• PROBLEM DESCRIPTION
Retype, word for word, every line from the one holding "[(268, 203)]" through the one holding "Exercise. Point out the dirt" in the entries below, both included, and only those lines.

• SUPPLIED MATERIAL
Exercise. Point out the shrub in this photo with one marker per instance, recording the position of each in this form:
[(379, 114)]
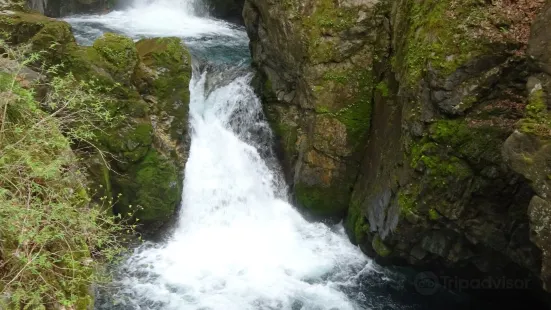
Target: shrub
[(53, 238)]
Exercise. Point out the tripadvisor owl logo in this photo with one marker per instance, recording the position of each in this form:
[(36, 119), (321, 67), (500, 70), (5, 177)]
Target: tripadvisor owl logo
[(428, 283)]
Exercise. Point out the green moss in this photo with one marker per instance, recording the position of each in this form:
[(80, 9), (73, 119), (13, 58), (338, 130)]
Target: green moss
[(327, 17), (319, 201), (380, 247), (355, 223), (356, 87), (21, 27), (53, 41), (438, 37), (476, 144), (288, 135), (119, 52), (537, 119), (434, 215), (154, 184), (382, 88), (163, 52)]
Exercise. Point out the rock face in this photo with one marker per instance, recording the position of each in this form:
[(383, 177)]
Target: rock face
[(59, 8), (226, 9), (528, 150), (317, 60), (397, 113), (138, 160)]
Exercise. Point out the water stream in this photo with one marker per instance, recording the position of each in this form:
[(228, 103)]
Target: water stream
[(238, 243)]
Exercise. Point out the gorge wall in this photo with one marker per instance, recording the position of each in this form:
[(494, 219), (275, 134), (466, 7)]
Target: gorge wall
[(424, 124), (136, 165)]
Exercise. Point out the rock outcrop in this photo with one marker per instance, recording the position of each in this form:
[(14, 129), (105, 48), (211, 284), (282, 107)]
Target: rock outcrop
[(138, 160), (317, 61), (528, 150), (226, 9), (396, 113), (59, 8)]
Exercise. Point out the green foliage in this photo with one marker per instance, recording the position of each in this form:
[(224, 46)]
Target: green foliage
[(52, 238), (326, 18), (320, 201), (380, 247), (439, 38), (537, 118)]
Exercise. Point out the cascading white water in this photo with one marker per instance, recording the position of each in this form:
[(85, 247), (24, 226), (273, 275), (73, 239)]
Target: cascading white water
[(238, 244)]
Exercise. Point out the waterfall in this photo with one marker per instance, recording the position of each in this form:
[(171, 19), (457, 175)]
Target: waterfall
[(239, 244)]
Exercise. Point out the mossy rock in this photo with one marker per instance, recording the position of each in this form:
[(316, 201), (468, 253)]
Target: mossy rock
[(322, 202), (120, 54), (150, 192), (380, 247), (166, 76)]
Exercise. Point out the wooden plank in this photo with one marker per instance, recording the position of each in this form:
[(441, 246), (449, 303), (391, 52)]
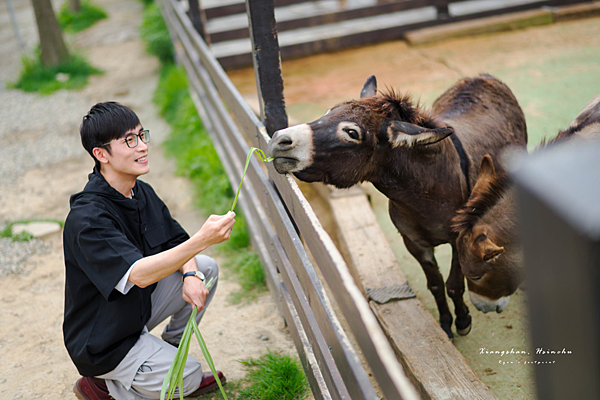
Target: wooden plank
[(373, 342), (267, 64), (292, 21), (210, 99), (309, 362), (473, 27), (432, 363), (243, 114)]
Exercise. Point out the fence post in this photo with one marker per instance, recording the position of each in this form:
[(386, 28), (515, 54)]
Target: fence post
[(267, 64)]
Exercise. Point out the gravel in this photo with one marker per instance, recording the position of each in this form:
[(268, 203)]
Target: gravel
[(14, 256), (38, 131)]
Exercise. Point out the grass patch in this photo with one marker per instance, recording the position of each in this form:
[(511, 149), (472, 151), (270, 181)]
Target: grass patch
[(71, 74), (23, 236), (271, 377), (245, 265), (274, 377), (88, 15)]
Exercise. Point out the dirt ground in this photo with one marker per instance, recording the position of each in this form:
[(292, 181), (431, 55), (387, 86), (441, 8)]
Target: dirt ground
[(33, 359), (553, 70)]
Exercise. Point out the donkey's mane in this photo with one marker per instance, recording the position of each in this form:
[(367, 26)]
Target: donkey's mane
[(480, 203), (562, 135), (391, 104)]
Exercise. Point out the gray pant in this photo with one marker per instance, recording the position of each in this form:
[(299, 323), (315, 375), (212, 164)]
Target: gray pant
[(139, 376)]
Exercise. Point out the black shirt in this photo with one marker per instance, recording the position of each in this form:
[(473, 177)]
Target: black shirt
[(105, 233)]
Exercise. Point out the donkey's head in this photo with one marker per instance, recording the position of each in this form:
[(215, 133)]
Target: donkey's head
[(488, 249), (338, 148)]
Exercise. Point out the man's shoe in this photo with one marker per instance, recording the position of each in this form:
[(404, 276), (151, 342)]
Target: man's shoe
[(209, 383), (87, 388)]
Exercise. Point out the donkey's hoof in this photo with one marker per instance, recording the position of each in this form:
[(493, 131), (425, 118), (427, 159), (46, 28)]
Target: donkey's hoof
[(448, 329), (463, 325)]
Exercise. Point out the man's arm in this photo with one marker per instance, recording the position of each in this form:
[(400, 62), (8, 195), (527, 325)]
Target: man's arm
[(153, 268)]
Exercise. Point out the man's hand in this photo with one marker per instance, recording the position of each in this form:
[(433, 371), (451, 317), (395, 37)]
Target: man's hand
[(216, 229), (194, 292)]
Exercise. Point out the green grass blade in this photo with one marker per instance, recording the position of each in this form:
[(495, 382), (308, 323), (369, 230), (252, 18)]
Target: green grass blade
[(262, 156), (208, 358), (174, 376)]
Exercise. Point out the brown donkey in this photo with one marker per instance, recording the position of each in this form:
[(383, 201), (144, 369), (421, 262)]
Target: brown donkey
[(425, 162), (489, 251)]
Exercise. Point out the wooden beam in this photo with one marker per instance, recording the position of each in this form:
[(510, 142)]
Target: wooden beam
[(267, 64)]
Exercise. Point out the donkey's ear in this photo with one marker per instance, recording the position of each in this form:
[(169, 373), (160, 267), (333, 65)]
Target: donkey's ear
[(369, 88), (402, 133), (487, 173), (485, 249)]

• EXERCISE RESULT
[(268, 203)]
Target: gravel
[(14, 256), (38, 131)]
Exercise. Point out the grass patch in this photo with one marker per instance, recording the position of each in this form:
[(511, 149), (472, 151), (270, 181)]
Target: grass patch
[(71, 74), (23, 236), (271, 377), (245, 265), (274, 377), (88, 15)]
Exercise. Point out the dirt ground in this photo with one marker per instance, recording the position of each in this form:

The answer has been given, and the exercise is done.